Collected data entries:

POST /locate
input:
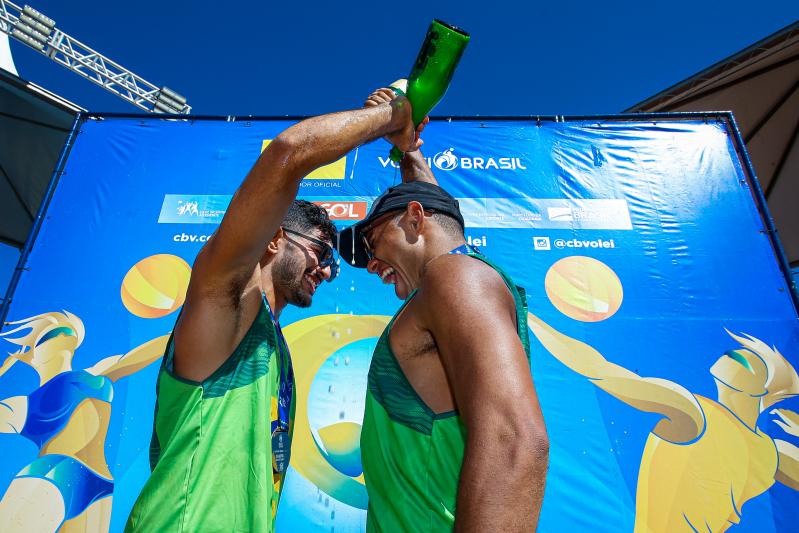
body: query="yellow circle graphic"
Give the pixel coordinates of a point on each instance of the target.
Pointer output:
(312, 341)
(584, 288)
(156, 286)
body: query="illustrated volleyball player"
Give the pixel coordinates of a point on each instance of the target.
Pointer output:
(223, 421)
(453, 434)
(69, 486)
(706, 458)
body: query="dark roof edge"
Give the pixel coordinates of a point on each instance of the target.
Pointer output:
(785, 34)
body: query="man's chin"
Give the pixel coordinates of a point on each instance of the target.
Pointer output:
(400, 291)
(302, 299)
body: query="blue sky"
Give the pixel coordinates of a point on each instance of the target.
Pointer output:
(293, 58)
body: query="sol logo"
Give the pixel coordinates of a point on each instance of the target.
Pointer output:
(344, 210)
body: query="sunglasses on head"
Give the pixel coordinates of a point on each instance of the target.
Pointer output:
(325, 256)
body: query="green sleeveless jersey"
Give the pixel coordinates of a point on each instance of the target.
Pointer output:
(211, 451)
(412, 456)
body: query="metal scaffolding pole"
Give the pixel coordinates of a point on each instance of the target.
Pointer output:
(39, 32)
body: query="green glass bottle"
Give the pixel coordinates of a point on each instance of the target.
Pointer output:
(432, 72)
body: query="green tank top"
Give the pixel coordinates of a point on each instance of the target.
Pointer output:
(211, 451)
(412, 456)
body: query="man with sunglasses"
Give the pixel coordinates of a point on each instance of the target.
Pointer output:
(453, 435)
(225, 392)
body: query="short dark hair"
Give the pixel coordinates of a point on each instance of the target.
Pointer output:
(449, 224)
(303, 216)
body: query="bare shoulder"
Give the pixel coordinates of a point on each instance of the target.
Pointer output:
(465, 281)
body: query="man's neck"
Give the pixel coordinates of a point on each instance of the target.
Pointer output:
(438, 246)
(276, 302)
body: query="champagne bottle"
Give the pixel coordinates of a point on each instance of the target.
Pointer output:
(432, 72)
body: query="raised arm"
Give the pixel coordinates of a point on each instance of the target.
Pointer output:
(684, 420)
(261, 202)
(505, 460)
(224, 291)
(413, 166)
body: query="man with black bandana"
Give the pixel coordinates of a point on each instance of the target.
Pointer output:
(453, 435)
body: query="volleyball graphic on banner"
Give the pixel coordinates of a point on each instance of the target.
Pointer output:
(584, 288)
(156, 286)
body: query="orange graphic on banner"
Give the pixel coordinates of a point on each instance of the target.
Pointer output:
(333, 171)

- [What to work on]:
The expected answer is the complete set of entries, copied verbatim, with no pictures.

- [Exercise result]:
POST /locate
input:
body: query="yellow circle graphic"
Give the pixel coordinates of a point on each instance of the target.
Pointer output:
(312, 341)
(584, 288)
(156, 286)
body: query="illustrated volleyball player"
Give the pixel coordinates of a point on each instance of the target.
Pointer output:
(223, 421)
(453, 434)
(69, 486)
(706, 458)
body: query="dark roof edge"
Give the pixel coordinates of a point on each instance of the target.
Pointer output:
(785, 34)
body: query="man's chin"
Give the pixel coordinates of a point on each instance of the target.
Pointer output:
(400, 291)
(302, 299)
body: query="blue sky"
Give the pixel coordinates of a point on each instance of the target.
Pointer output:
(293, 58)
body: query="sol logo"
Give the pixel coordinates of a point on each instance of the target.
Pointer output:
(344, 210)
body: query="sunglasses on head"
Give the pixel coordinates of a point on each instance of the target.
Pointer output:
(325, 256)
body: query="green sleeveless jersey"
Give the pixel coordinates of a point on each instance of the target.
Pointer output:
(211, 451)
(412, 456)
body: query="metal scaffolding pole"
Give the pixel coordinates of a point on each instance of the target.
Pointer output:
(39, 32)
body: query="green glass bottle"
Give the pixel coordinates of a point on each instance of the target.
Pointer output:
(432, 72)
body: query="green tank top"
Give the pixel coordinates of a point on each instance of the target.
Pointer output:
(211, 451)
(412, 456)
body: query="man with sunglasses"
Give the pixel coordinates of a point on each instance of the target.
Pointer output:
(453, 435)
(225, 392)
body: query="short dark hair"
Give the pixel coordinates of a point on each instance of the target.
Pointer output:
(449, 224)
(303, 216)
body: query="bare shoulder"
Give the pixel coordinates of a point on each instance of the target.
Pointer output:
(465, 281)
body: query="man's neck"
Give the pixel coordinates of a point on each instance of the target.
Pointer output:
(438, 246)
(276, 302)
body: query="champagne bottle"
Give the pixel coordinates of a point on each instance of the target.
Pointer output:
(432, 72)
body: query="raised arm"
Give the pixel coordinates of a point on each instance of the target.
Pointer output:
(684, 420)
(261, 202)
(505, 460)
(224, 291)
(413, 166)
body: query="man with black bandana"
Give the pixel coordinates of a point on each instance of the target.
Pointer output:
(453, 435)
body: query="volleyball graphic on banner"
Give the pixel coordinates of a point on each instance of the target.
Pointer output:
(584, 288)
(156, 286)
body: query="orange graphic on banner"
Give the pixel coordinates of a point on each instance of the target.
Pointer output:
(333, 171)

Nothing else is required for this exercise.